▶ _SOURCE DOCUMENT_
╔══

State v. Tipton

Decision Date02 November 2021
Docket NumberDA 20-0040
Citation406 Mont. 186,497 P.3d 610
Parties STATE of Montana, Plaintiff and Appellee, v. Kenneth Raymond TIPTON, Defendant and Appellant.
CourtMontana Supreme Court

For Appellant: Chad Wright, Appellate Defender, Alexander H. Pyle, Assistant Appellate Defender, Helena, Montana

For Appellee: Austin Knudsen, Montana Attorney General, Katie F. Schulz, Assistant Attorney General, Helena, Montana Burt Hurwitz, Meagher County Attorney, Cory Swanson, Special Deputy County Attorney, White Sulphur Springs, Montana

Justice James Jeremiah Shea delivered the Opinion of the Court.

¶1 Defendant Kenneth Raymond Tipton appeals the November 19, 2019 Amended Sentence and Judgment following his convictions in the Fourteenth Judicial District Court, Meagher County, of Count I: Indecent Exposure to a Minor, in violation of § 45-5-504(1)(b) and (3), MCA (amended October 2015); Count II: Sexual Abuse of Children, in violation of § 45-5-625(1)(c) and (4), MCA (amended October 2017); and Count III: Sexual Abuse of Children, in violation of § 45-5-625(1)(c) and (2)(b), MCA (amended October 2017). We restate and address the following issues:

1. Whether Tipton's trial counsel provided ineffective assistance of counsel by failing to challenge the statutory basis for Count I when the statute upon which the charge was based did not go into effect until after one of the alleged incidents occurred.

╚══

▶ _ENTRIES SHOWN_
╔══

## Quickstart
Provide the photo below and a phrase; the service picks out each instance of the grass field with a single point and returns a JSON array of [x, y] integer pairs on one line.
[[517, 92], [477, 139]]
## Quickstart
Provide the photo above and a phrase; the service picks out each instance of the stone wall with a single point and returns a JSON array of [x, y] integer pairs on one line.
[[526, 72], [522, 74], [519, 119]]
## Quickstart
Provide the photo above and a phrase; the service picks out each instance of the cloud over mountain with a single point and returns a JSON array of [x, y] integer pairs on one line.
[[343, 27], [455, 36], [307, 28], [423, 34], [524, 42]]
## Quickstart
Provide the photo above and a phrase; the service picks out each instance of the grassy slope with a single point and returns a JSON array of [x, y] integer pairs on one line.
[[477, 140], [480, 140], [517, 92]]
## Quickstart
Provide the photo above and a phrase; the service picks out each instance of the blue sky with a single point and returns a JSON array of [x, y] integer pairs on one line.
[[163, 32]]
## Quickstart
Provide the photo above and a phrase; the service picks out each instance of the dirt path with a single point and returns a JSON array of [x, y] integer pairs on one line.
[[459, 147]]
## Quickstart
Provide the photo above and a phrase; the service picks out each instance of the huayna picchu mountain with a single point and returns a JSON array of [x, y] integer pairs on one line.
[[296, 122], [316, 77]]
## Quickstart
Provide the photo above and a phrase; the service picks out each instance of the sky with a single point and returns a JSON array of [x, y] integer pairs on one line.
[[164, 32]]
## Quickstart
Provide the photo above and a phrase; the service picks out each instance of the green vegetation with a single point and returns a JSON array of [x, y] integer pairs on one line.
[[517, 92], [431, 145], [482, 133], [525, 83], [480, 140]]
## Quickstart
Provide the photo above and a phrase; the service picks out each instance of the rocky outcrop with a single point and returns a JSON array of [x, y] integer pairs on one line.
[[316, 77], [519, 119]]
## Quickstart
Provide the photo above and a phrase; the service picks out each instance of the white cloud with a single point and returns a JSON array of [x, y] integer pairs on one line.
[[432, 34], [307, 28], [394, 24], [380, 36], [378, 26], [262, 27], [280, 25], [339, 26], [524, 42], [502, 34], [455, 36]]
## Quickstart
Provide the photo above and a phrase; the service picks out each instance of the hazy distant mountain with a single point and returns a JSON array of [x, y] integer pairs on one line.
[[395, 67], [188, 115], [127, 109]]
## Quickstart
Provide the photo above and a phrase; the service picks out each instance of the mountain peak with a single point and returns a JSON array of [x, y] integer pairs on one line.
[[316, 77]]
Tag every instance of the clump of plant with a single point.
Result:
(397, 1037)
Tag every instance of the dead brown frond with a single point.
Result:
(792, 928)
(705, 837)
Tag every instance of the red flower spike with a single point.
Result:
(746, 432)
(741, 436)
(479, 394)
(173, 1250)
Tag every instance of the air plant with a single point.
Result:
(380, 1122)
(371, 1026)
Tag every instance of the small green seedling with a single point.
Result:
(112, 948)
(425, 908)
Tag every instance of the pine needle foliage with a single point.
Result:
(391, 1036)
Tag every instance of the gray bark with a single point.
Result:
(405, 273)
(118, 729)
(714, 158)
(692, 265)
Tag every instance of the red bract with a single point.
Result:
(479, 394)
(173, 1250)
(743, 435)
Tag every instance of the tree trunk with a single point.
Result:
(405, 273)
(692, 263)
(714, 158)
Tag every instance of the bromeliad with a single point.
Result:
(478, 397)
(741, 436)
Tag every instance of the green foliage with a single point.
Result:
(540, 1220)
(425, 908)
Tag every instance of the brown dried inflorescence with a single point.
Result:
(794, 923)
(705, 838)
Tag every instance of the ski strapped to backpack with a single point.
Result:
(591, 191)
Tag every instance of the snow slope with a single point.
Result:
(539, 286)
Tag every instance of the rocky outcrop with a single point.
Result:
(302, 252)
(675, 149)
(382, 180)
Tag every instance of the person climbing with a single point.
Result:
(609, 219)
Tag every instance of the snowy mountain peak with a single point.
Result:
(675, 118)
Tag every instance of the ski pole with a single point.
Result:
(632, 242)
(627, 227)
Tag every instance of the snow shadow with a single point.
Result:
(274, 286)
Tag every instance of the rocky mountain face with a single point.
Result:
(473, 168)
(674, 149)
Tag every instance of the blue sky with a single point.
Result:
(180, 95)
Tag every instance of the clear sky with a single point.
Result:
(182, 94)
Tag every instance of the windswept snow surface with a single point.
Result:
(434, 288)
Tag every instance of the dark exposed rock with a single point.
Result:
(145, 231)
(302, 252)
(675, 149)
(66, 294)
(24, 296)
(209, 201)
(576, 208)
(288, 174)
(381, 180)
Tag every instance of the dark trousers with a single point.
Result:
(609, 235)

╚══

▶ _PROBLEM TO SOLVE_
Copy the Tipton opinion starting at the words "Justice James Jeremiah" and stopping after "alleged incidents occurred.", substituting "challenges" for "appeals".

▶ _THE REPLY_
Justice James Jeremiah Shea delivered the Opinion of the Court.

¶1 Defendant Kenneth Raymond Tipton challenges the November 19, 2019 Amended Sentence and Judgment following his convictions in the Fourteenth Judicial District Court, Meagher County, of Count I: Indecent Exposure to a Minor, in violation of § 45-5-504(1)(b) and (3), MCA (amended October 2015); Count II: Sexual Abuse of Children, in violation of § 45-5-625(1)(c) and (4), MCA (amended October 2017); and Count III: Sexual Abuse of Children, in violation of § 45-5-625(1)(c) and (2)(b), MCA (amended October 2017). We restate and address the following issues:

1. Whether Tipton's trial counsel provided ineffective assistance of counsel by failing to challenge the statutory basis for Count I when the statute upon which the charge was based did not go into effect until after one of the alleged incidents occurred.